# Directions
Can you copy out the data starting at its very first line and ending at the line containing "(327, 1042)", both included and requests kept, with every point coordinate in the answers scaled by 1.35 and rounded to whole numbers, halves going up? Leave the pictures out of your copy.

(Stored dataset items)

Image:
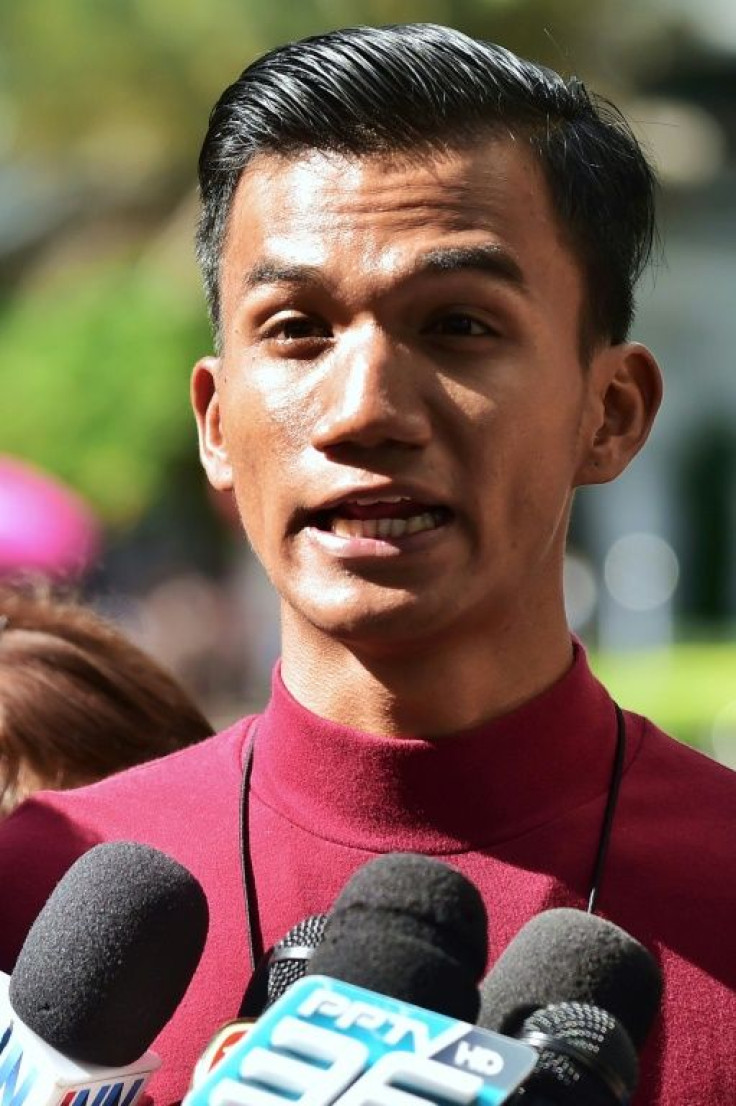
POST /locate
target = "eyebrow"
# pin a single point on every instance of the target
(487, 259)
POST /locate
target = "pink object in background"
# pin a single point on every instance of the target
(44, 527)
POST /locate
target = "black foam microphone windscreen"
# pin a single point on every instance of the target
(569, 956)
(292, 953)
(410, 928)
(111, 955)
(584, 1056)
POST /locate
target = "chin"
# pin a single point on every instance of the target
(386, 622)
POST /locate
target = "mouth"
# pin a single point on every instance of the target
(387, 518)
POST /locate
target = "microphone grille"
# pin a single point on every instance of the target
(584, 1050)
(290, 957)
(110, 956)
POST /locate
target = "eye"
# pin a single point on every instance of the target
(297, 329)
(459, 324)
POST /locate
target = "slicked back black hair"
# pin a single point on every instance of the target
(397, 89)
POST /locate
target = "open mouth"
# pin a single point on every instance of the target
(391, 517)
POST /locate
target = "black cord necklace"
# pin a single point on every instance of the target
(252, 926)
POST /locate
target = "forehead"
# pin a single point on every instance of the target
(329, 214)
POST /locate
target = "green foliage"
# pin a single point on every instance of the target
(94, 383)
(685, 689)
(112, 96)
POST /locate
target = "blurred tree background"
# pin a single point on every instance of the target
(103, 105)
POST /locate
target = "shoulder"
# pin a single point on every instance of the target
(681, 780)
(186, 804)
(673, 864)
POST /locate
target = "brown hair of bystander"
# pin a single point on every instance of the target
(78, 700)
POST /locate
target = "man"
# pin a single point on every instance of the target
(420, 252)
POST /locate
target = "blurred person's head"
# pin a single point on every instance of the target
(78, 700)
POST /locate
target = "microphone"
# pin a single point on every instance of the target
(291, 957)
(415, 930)
(582, 992)
(569, 956)
(102, 970)
(286, 963)
(411, 928)
(586, 1056)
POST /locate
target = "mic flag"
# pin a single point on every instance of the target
(34, 1074)
(327, 1042)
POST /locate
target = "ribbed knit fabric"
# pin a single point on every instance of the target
(516, 804)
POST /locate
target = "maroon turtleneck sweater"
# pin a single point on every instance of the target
(516, 804)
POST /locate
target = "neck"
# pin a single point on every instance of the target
(431, 688)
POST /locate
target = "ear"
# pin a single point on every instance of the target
(624, 392)
(206, 405)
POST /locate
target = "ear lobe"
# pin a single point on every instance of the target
(624, 396)
(206, 405)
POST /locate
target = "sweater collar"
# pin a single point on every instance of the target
(480, 786)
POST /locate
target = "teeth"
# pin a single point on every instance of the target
(383, 528)
(371, 501)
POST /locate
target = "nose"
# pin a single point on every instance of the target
(372, 396)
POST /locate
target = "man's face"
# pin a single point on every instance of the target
(400, 405)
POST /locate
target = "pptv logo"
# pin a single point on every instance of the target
(23, 1083)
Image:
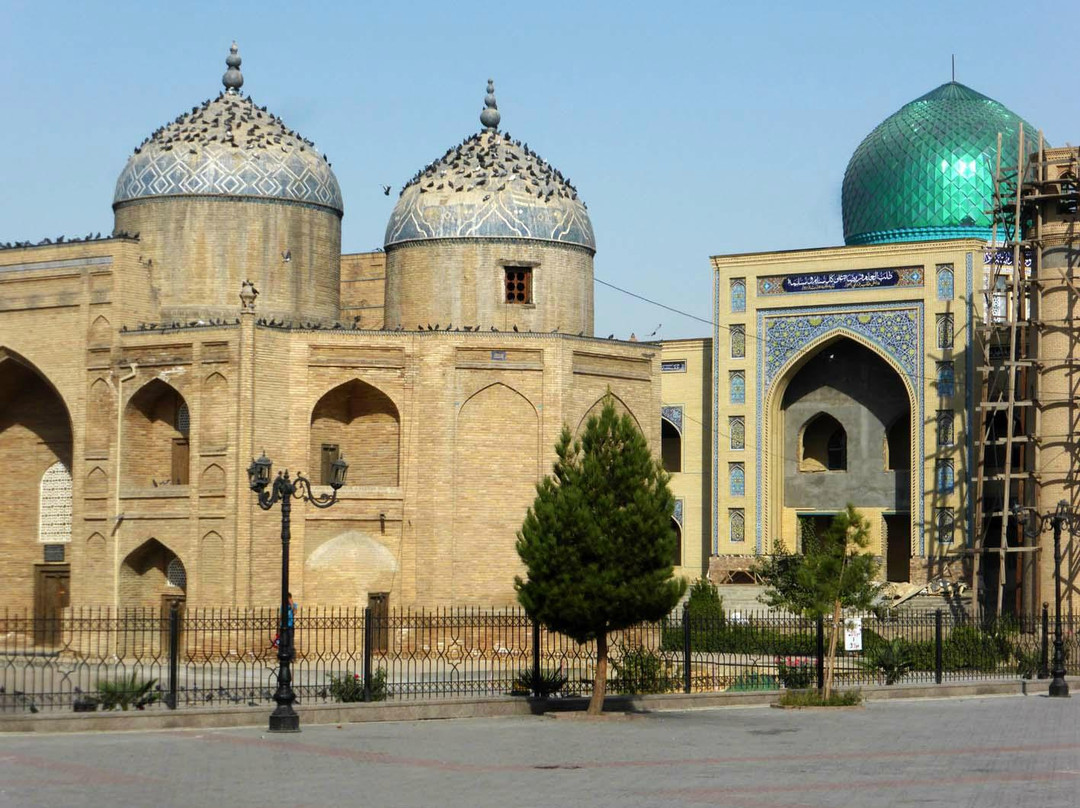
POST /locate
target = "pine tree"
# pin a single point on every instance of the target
(597, 542)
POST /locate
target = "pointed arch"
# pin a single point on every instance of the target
(770, 452)
(211, 581)
(156, 426)
(100, 416)
(496, 468)
(100, 331)
(215, 405)
(148, 571)
(355, 420)
(597, 406)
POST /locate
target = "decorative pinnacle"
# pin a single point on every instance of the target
(232, 79)
(490, 115)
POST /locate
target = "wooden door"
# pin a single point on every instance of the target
(51, 596)
(379, 604)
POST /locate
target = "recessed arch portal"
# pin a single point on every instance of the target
(851, 380)
(355, 420)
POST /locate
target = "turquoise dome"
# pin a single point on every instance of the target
(927, 172)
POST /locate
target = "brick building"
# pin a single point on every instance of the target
(136, 386)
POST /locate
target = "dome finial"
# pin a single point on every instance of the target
(490, 115)
(232, 79)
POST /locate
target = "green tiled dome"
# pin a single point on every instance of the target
(927, 172)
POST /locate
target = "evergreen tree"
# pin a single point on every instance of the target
(597, 542)
(835, 573)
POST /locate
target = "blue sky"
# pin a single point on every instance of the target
(690, 129)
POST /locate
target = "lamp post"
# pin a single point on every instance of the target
(1057, 519)
(284, 489)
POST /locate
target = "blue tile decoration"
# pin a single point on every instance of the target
(895, 330)
(840, 281)
(201, 153)
(673, 415)
(946, 379)
(945, 282)
(946, 476)
(737, 432)
(737, 525)
(737, 477)
(737, 387)
(490, 187)
(738, 296)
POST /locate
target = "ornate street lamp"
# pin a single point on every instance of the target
(284, 718)
(1057, 519)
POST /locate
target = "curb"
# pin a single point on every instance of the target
(483, 708)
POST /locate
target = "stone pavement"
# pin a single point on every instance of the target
(999, 751)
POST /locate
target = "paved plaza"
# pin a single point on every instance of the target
(1002, 751)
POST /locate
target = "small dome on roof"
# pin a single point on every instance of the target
(927, 172)
(229, 147)
(490, 187)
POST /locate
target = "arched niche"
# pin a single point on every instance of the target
(150, 573)
(823, 444)
(597, 407)
(157, 432)
(836, 404)
(671, 446)
(215, 404)
(36, 435)
(359, 421)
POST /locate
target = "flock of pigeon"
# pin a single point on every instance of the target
(490, 161)
(229, 119)
(68, 240)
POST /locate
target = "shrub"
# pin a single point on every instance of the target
(640, 671)
(754, 681)
(892, 660)
(350, 687)
(550, 683)
(126, 692)
(813, 698)
(796, 673)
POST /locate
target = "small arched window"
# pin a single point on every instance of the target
(824, 445)
(737, 384)
(945, 282)
(738, 296)
(737, 476)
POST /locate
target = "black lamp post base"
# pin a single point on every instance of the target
(284, 719)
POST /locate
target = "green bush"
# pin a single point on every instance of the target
(796, 673)
(550, 684)
(126, 692)
(892, 660)
(754, 681)
(813, 698)
(640, 671)
(350, 687)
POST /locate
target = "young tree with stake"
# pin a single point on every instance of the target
(597, 542)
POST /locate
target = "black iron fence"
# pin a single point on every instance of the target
(90, 659)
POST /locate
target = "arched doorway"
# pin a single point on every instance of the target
(36, 456)
(846, 418)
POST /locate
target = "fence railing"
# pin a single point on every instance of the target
(88, 659)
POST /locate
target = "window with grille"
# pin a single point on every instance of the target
(738, 341)
(518, 284)
(175, 574)
(55, 510)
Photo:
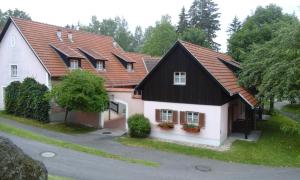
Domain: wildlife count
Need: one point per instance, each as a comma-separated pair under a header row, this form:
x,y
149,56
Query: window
x,y
100,65
179,78
129,67
74,64
192,118
14,70
166,115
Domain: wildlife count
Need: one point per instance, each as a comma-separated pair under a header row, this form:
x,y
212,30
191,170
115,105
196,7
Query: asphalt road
x,y
88,167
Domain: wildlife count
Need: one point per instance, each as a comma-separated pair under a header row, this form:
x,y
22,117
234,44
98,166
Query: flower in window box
x,y
166,125
191,128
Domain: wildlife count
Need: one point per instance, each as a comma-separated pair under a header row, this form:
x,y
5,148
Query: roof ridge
x,y
205,48
60,27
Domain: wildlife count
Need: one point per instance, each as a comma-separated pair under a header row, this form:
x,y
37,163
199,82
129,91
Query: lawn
x,y
292,108
274,148
58,127
40,138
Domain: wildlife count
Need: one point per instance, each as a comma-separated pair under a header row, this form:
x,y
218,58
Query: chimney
x,y
59,35
70,37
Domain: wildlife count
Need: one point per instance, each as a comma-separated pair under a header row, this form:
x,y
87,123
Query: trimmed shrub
x,y
11,96
28,99
139,126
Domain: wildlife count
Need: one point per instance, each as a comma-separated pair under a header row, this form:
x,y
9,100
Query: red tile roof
x,y
40,36
210,60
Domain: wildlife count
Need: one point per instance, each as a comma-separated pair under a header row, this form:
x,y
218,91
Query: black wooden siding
x,y
200,87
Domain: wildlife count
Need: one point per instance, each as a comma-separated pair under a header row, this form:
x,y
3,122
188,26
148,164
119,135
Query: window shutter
x,y
157,115
201,120
175,119
182,117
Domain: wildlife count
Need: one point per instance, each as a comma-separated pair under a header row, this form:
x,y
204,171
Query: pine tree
x,y
234,26
183,21
203,14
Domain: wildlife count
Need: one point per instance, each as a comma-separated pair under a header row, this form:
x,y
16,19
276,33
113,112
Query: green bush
x,y
28,99
139,126
11,96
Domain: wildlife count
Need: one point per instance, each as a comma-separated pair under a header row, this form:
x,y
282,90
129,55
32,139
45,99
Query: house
x,y
47,52
192,95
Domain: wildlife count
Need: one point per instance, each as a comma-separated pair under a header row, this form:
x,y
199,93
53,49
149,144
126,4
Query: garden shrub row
x,y
27,99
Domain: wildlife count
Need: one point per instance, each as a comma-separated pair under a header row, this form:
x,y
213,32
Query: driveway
x,y
173,166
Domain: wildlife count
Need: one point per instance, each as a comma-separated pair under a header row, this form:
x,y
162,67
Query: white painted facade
x,y
213,134
14,50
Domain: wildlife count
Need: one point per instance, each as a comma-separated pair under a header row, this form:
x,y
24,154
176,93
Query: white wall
x,y
15,50
209,135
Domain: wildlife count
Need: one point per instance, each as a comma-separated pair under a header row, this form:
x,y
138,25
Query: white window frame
x,y
180,78
166,115
129,67
100,65
12,71
192,118
74,64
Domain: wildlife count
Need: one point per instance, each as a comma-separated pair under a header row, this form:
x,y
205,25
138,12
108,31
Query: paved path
x,y
173,166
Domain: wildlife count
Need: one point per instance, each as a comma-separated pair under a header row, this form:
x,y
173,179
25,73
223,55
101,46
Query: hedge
x,y
27,99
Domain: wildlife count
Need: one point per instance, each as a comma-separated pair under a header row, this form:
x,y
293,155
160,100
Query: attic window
x,y
129,67
100,65
59,35
74,64
179,78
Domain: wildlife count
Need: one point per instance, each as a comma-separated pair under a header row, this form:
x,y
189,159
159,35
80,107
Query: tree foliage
x,y
81,91
196,36
234,26
257,29
27,99
160,38
274,66
204,15
14,13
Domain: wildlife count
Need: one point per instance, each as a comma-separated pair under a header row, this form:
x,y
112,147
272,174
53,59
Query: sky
x,y
138,12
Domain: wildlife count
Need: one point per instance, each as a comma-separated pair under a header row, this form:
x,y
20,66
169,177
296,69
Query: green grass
x,y
274,148
57,127
292,108
40,138
52,177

# Task answer
Image:
POST /locate
target = "eyebrow"
# pin a single point on every instance of the target
(657, 350)
POST /locate
target = "pink object in background"
# pin a single point on every instance of the target
(59, 711)
POST /locate
target = "black foam microphone windscreen"
# pin a single point on every instance of the target
(768, 1291)
(394, 1287)
(554, 1253)
(150, 1289)
(788, 1426)
POST /locate
target = "chin"
# pin a single point on every instance of the target
(521, 840)
POST /locate
target = "mouth"
# pin a single point on every instance of the target
(522, 699)
POST /locate
target = "microphone grille"
# pin a single point on every instance of the target
(788, 1418)
(392, 1292)
(149, 1291)
POST /locate
target = "eye"
# pin a single point on every instance of the target
(401, 444)
(620, 437)
POST /locate
target = "slicked back black hair"
# pin a single point on every instance of the target
(536, 120)
POST /locate
target = "open mouth"
# pin a single point on every instance of the target
(528, 698)
POST /locate
target = "black cord necklace"
# pin a single point on every instance of the target
(340, 1250)
POST /locate
target = "forehead"
# pin a single point on every instance of the target
(444, 289)
POST /locate
target = "green foliage"
# pin a single point on every instance of the target
(127, 517)
(925, 930)
(151, 130)
POST /locate
target = "blurred tree background"
# pin a single point on every instance of the target
(139, 142)
POST /locate
target = "shoulder"
# pin a single point on every instance of the target
(919, 1053)
(251, 1085)
(909, 1166)
POST /locate
target = "brown hair of bystander"
# pin a single point on every instance of the target
(105, 945)
POST /locate
target = "man"
# pin a single point on every instance of the target
(567, 340)
POST /locate
target = "blurred person's head"
# pin a single point on every instance of the target
(105, 945)
POST /locate
target = "microphone"
# pin a single point on every instance of the target
(393, 1292)
(560, 1256)
(786, 1339)
(768, 1291)
(138, 1310)
(386, 1300)
(555, 1253)
(791, 1426)
POST /locate
target = "mic flag"
# pin a single point on every instance of the target
(46, 1450)
(441, 1407)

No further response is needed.